## Provided records:
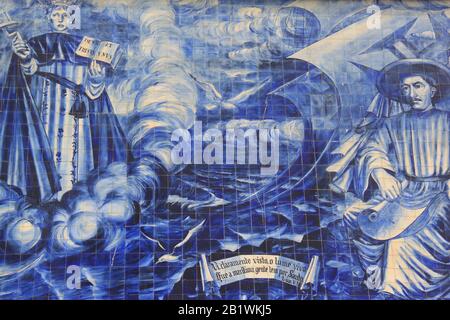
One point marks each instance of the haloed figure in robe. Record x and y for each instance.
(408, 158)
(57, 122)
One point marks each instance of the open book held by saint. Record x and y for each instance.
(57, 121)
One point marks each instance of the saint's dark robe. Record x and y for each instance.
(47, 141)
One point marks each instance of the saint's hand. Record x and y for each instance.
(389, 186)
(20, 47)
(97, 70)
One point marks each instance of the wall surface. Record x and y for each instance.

--

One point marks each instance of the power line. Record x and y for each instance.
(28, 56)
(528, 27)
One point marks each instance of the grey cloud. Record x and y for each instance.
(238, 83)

## Set problem:
Rewrite the stretch of data above, from the line containing "One point marks each instance of the open" through the line containing "One point marks each instance of the wall", as a numbered list, leaving out any blank lines.

## Solved problem:
1. One point marks each instance of the open book held by saint. Record x and y for each instance.
2. (57, 121)
3. One point marks each instance of the saint's dark robe. Record x and y for each instance.
4. (47, 141)
5. One point marks each instance of the saint's hand. Record x and y for each instance.
6. (389, 186)
7. (20, 47)
8. (97, 70)
9. One point marks each instance of the wall surface. Record x and y for each instance.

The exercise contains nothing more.